What to do -
Within the entries below, find every line that has the string "foliage", then copy it.

<<<<

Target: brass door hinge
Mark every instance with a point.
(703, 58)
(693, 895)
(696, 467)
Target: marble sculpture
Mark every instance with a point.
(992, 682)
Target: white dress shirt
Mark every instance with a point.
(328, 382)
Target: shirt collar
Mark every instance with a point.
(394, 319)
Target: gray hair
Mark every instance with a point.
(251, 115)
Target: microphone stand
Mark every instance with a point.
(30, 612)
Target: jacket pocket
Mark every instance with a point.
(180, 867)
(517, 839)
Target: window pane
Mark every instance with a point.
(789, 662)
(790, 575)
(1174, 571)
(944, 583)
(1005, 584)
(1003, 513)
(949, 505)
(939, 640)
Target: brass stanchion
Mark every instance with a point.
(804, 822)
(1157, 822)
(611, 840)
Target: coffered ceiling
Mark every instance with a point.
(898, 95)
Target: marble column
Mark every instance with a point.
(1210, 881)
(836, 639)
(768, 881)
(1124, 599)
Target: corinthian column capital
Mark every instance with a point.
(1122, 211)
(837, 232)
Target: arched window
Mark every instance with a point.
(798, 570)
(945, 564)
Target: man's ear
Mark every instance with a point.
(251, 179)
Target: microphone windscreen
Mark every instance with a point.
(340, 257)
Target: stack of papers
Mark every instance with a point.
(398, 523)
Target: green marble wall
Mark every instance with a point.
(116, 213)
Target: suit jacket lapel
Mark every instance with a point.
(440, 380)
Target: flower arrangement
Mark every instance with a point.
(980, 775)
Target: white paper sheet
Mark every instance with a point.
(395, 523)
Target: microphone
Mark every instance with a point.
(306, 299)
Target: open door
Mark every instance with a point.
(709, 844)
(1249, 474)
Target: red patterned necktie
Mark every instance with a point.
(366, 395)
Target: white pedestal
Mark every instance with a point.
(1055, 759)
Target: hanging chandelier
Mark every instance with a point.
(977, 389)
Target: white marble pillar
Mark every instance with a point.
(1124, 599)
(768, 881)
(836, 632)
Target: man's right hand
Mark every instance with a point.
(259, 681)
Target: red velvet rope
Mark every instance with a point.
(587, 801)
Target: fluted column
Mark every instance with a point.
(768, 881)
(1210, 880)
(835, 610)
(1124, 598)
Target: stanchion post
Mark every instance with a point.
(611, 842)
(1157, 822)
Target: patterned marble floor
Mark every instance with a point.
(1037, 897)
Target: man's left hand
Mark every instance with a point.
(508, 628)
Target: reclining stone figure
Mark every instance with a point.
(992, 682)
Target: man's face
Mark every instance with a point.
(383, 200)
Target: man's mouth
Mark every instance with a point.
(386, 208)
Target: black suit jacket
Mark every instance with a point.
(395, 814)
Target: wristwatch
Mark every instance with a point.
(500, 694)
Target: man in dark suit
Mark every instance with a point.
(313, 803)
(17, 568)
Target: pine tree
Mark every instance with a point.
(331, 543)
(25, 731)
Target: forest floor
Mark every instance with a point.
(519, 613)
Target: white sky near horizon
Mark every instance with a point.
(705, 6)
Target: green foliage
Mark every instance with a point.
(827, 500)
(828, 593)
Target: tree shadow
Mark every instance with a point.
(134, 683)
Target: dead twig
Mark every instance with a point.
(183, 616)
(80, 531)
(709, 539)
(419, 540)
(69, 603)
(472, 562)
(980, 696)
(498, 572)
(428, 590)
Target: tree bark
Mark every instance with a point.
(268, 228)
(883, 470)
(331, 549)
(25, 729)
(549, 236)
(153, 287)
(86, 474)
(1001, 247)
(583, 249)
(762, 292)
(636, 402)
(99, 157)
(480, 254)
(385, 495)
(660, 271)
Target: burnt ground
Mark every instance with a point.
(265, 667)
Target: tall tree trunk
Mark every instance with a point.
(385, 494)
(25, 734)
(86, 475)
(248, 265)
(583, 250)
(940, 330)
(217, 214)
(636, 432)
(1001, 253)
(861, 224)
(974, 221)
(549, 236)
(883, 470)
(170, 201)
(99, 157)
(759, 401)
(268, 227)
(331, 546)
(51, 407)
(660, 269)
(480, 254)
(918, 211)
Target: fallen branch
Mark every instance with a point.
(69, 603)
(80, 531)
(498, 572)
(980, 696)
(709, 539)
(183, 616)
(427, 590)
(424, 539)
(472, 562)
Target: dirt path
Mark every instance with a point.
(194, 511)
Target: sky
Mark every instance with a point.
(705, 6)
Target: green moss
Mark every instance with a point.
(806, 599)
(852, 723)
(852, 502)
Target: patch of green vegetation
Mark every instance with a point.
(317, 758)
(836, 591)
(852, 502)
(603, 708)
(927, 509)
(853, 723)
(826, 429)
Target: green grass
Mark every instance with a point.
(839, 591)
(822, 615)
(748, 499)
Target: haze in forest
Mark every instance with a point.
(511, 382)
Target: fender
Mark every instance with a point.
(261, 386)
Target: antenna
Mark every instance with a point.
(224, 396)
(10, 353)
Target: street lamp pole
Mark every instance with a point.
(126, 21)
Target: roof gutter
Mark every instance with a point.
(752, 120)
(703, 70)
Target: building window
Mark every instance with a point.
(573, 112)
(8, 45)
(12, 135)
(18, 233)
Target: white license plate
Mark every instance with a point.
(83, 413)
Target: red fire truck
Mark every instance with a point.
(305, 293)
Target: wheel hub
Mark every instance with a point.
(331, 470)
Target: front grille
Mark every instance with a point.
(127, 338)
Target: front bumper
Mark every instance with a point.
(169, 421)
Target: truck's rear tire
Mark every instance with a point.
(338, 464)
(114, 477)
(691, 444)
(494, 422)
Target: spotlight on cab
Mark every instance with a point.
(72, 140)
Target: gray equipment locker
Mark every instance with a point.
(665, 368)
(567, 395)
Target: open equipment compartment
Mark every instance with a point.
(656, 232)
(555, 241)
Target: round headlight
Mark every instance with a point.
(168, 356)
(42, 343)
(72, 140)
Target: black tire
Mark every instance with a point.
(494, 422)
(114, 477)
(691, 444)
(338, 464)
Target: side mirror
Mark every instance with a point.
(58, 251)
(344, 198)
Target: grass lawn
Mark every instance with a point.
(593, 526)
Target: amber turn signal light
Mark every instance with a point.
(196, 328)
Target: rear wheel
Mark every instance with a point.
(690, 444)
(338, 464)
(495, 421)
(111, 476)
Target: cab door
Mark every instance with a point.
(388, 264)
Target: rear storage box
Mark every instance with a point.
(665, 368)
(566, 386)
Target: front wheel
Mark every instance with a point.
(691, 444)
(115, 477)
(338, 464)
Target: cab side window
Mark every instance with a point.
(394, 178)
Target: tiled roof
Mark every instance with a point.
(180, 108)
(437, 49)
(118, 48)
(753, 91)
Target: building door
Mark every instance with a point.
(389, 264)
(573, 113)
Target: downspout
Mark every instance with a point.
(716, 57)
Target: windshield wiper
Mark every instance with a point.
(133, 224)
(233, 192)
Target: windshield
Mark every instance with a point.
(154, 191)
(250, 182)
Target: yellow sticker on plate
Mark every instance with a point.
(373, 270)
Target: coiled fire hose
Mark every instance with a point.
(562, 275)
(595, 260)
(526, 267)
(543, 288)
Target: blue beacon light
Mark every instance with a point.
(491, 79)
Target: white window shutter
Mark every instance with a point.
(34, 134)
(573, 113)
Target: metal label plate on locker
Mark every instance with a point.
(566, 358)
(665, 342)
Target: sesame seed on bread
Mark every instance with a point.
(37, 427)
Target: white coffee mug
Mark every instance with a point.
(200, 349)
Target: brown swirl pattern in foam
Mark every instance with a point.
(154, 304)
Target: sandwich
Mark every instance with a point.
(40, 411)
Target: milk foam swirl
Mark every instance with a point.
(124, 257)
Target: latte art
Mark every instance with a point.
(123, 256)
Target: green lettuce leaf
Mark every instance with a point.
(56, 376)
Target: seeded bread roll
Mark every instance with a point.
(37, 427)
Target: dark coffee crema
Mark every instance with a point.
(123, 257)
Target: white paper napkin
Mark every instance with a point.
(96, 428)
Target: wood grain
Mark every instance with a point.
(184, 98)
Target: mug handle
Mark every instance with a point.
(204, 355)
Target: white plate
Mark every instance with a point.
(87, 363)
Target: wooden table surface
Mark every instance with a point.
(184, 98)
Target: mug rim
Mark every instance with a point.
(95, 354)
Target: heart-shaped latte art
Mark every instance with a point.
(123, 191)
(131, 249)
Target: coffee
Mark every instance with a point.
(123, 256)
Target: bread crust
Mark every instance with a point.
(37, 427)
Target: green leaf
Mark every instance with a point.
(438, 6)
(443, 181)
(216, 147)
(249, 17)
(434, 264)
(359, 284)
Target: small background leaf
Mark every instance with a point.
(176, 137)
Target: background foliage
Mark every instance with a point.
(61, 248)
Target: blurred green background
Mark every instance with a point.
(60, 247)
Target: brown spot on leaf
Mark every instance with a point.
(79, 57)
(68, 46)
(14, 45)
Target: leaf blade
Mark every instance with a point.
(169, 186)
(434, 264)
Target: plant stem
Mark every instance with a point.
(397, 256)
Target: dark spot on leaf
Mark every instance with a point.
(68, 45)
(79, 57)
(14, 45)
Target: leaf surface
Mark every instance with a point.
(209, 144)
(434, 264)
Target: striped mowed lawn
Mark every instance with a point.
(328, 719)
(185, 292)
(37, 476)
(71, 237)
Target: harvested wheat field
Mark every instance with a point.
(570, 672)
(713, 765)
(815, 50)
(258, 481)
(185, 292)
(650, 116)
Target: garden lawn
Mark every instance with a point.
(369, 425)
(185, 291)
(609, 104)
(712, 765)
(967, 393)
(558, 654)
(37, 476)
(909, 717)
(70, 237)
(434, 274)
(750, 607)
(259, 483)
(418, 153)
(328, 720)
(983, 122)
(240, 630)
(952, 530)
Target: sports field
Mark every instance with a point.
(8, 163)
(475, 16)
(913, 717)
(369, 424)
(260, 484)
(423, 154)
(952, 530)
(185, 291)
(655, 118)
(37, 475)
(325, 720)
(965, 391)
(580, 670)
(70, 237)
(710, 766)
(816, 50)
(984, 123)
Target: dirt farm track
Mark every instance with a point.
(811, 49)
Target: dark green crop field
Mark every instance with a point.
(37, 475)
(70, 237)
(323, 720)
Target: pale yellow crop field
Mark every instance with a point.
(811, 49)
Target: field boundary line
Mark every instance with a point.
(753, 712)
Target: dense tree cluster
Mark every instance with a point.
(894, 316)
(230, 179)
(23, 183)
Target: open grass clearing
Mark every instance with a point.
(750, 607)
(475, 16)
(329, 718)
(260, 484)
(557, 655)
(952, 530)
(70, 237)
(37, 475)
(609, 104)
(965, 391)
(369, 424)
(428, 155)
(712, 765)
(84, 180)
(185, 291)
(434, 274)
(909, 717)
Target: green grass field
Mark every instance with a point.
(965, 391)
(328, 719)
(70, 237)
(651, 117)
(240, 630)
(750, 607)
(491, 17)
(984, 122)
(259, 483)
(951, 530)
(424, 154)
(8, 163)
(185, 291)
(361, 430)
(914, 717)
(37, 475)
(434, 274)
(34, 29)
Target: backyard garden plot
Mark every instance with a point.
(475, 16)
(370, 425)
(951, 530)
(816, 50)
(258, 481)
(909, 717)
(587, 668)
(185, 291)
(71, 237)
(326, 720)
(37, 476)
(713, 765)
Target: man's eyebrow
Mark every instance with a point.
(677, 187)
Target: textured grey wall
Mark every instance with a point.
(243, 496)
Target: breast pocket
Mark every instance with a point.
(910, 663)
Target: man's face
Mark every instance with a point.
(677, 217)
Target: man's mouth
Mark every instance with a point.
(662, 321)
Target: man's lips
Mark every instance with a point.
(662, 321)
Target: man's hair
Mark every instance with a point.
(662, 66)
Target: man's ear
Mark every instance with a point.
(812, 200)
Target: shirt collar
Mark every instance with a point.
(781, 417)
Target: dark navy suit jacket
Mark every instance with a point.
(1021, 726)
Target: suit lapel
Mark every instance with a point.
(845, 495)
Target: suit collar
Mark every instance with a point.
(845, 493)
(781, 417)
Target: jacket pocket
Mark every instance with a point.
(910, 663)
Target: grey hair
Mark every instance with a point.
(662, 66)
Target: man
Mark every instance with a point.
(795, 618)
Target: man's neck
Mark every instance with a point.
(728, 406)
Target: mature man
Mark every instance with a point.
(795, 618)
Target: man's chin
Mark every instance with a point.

>>>>

Response to this task -
Target: green foliage
Target: background foliage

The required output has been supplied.